- Taakinstructies -
**1)** Som alles op wat het fragment noemt als deel van het stereotype beeld van de sixties.
**2)** Neem uit het fragment letterlijk het stuk over dat opent met de woorden met "Waarom ik de" en sluit met "het hieronder beschrevene.".

- Gegeven fragment -
◇ ◇ ◇ ◇

Waarom ik de 60s haat
Zoals wel vaker als ik nog geen slaap heb en me verveel, zocht ik op YouTube de woorden “BBC Documentary” op. Ik scrollde door de zoekresultaten en vond een interessante titel: Why I Hate the Sixties. Ik vroeg me af wat dat voor misogyn brouwsel zou kunnen zijn. Het stereotype beeld van de sixties is er immers één van flowerpower, Britse Invasie, minirokjes, hippies, vrije liefde, drugs en Woodstock, allemaal vrije en blije positieve dingen. De documentaire begint dan ook met dit beeld, om het in het uur erop compleet aan diggelen te slaan. Het was voor mij een ware eyeopener, maar toen ik het relaas aan mijn vader voorlegde knikte hij gedwee. Destijds 12 tot 22 heeft hij het decennium precies even bewust meegemaakt als ik de 00's, en inderdaad bevestigde hij vrijwel elk woord van het hieronder beschrevene.
Uit de docu: “Als ik een architect ontmoet die actief was in de jaren zestig, vraag ik altijd 'wat deed je in die jaren?' Het is een beetje alsof je een voormalige Duitse soldaat tegen het lijf loopt, en je wilt weten wat ze gedaan hebben. Misschien vochten ze eervol voor hun land, maar misschien deden ze gruwelijke dingen. Hetzelfde geldt voor architecten in de sixties. Was je de historische stadscentra van Birmingham en Cambridge aan het slopen? Ontzettend bedankt. Was je 18e-eeuwse steden uit elkaar aan het halen om ze te vullen met betonnen monsterachtigheden? Deze mensen deden heel kwaadaardige dingen.”

◇ ◇ ◇ ◇

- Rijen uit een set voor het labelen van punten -

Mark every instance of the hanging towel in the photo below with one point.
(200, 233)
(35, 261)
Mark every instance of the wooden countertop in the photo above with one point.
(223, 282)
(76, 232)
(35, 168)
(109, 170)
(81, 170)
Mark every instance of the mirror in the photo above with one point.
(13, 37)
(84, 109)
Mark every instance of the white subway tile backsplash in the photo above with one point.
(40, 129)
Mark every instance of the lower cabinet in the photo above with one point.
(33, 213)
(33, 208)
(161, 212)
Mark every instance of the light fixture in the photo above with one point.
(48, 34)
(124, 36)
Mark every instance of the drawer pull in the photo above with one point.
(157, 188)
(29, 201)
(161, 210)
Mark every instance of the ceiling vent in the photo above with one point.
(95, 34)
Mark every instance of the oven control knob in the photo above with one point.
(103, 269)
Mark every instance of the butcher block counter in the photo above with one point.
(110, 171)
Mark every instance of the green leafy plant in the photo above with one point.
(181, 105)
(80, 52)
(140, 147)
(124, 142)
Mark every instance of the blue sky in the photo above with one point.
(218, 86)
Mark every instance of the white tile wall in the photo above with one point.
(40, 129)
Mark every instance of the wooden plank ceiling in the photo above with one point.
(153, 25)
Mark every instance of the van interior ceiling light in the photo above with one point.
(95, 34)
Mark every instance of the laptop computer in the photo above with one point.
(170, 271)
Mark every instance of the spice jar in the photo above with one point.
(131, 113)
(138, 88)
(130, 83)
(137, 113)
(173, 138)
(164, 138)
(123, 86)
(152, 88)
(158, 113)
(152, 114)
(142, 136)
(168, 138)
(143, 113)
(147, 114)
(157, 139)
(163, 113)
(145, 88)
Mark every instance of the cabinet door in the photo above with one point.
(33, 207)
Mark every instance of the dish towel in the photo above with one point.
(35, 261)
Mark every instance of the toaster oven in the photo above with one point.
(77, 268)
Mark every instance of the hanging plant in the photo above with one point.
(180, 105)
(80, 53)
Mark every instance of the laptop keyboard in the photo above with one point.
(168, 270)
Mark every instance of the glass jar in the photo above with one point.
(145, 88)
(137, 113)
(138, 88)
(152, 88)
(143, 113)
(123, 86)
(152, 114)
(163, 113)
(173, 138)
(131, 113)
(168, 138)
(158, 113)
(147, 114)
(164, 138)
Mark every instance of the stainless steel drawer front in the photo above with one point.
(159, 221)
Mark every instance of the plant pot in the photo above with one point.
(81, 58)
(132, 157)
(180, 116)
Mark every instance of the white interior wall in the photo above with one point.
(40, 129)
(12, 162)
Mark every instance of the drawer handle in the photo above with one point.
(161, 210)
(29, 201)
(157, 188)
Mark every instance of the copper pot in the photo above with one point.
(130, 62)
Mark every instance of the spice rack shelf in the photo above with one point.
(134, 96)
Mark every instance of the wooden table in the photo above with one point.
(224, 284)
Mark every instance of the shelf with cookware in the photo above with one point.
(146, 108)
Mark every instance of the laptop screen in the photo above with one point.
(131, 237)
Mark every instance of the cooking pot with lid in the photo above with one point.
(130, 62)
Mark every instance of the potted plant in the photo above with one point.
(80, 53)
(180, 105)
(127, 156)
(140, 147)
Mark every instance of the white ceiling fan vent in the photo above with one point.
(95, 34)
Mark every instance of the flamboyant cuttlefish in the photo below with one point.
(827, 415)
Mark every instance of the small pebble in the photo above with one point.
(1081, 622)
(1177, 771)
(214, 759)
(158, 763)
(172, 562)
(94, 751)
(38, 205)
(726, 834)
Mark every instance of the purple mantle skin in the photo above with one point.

◇ ◇ ◇ ◇

- Uitvoer op volgorde -
**1)**
flowerpower
Britse Invasie
minirokjes
hippies
vrije liefde
drugs
Woodstock

**2)**
Waarom ik de 60s haat
Zoals wel vaker als ik nog geen slaap heb en me verveel, zocht ik op YouTube de woorden “BBC Documentary” op. Ik scrollde door de zoekresultaten en vond een interessante titel: Why I Hate the Sixties. Ik vroeg me af wat dat voor misogyn brouwsel zou kunnen zijn. Het stereotype beeld van de sixties is er immers één van flowerpower, Britse Invasie, minirokjes, hippies, vrije liefde, drugs en Woodstock, allemaal vrije en blije positieve dingen. De documentaire begint dan ook met dit beeld, om het in het uur erop compleet aan diggelen te slaan. Het was voor mij een ware eyeopener, maar toen ik het relaas aan mijn vader voorlegde knikte hij gedwee. Destijds 12 tot 22 heeft hij het decennium precies even bewust meegemaakt als ik de 00's, en inderdaad bevestigde hij vrijwel elk woord van het hieronder beschrevene.